PASSAGE SHOWN:
•••

Evidence that ADH-stimulated intramembrane particle aggregates are transferred from cytoplasmic to luminal membranes in toad bladder epithelial cells.

Abstract
In freeze-fracture (FF) preparations of ADH[antidiuretic hormone]-stimulated toad urinary bladder, characteristic intramembrane particle (IMP) aggregates are seen on the protoplasmic (P) face of the luminal membrane of granular cells while complementary parallel grooves are found on the exoplasmic (E) face. These IMP aggregates specifically correlate with ADH-induced changes in water permability. Tubular cytoplasmic structures whose membranes contain IMP aggregates which look identical to the IMP aggregates in the luminal membrane have aslo been described in granular cells from unstimulated and ADH-stimulated bladders. The diameter of these cytoplasmic structures (0.11 .+-. 0.004 .mu.m) corresponds to that of tubular invaginations of the luminal membrane seen in thin sections of ADH-treated bladders (0.13 .+-. 0.005 .mu.m). Continuity between the membranes of these cytoplasmic structures (which are not granules) and the luminal membrane was directly observed in favorable cross-fractures. In FF preparations of the luminal membrane, these apparent fusion events are seen as round, ice-filled invaginations (0.13 .+-. 0.01 .mu.m diameter), of which about half have the characteristic ADH-associated aggregates near the point of membrane fusion. They are less numerous than, but linearly related to, the number of aggregates counted in the same preparations (n = 78, r [correlation coefficient] = 0.71, P < 0.01). The IMP aggregates seen in luminal membrane after ADH stimulation are apparently transferred performed by fusion of cytoplasmic with luminal membrane.

•••

ENTRIES SUPPLIED:

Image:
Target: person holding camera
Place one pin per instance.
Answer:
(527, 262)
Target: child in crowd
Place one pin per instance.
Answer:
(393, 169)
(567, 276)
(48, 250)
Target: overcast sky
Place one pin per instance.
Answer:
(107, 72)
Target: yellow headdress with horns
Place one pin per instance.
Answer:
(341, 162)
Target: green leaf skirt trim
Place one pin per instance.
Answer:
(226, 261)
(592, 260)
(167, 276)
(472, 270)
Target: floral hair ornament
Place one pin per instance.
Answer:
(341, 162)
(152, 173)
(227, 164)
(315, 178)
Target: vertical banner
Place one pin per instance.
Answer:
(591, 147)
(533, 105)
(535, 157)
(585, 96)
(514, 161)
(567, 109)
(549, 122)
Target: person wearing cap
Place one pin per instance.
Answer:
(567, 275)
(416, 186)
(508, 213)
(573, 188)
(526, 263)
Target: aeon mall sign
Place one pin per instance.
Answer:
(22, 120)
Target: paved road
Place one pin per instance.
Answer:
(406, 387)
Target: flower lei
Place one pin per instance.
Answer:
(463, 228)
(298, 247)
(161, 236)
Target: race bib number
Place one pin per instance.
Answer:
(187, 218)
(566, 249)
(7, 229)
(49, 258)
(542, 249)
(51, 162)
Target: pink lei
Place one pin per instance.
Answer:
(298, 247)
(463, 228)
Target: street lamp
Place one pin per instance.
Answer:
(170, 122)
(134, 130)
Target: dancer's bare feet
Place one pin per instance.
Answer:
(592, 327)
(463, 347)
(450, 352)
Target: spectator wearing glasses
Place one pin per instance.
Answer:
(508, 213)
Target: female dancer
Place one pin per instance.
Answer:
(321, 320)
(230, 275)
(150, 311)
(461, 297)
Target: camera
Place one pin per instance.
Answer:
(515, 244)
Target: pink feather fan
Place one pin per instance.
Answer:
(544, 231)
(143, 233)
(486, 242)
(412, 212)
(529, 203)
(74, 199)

•••

CHECK YOUR UNDERSTANDING:
**1)** Please duplicate the part of the toad bladder abstract starting at "Evidence that ADH-stimulated" and ending at "bladder epithelial cells.".
**2)** According to the toad bladder abstract, on which face of the luminal membrane are the complementary parallel grooves found?
**3)** Does each statement agree with the toad bladder abstract? Answer yes or no and quote the deciding words.
(a) The cytoplasmic structures whose membranes join the luminal membrane are granules.
(b) About half of the round, ice-filled invaginations have the characteristic ADH-associated aggregates near the point of membrane fusion.
(c) The invaginations are more numerous than the aggregates counted in the same preparations.

RESPONSES TO THE TASKS:
**1)**
Evidence that ADH-stimulated intramembrane particle aggregates are transferred from cytoplasmic to luminal membranes in toad bladder epithelial cells.

**2)** On the exoplasmic (E) face.

**3)**
(a) No: "(which are not granules)"
(b) Yes: "of which about half have the characteristic ADH-associated aggregates near the point of membrane fusion"
(c) No: "They are less numerous than, but linearly related to, the number of aggregates counted in the same preparations"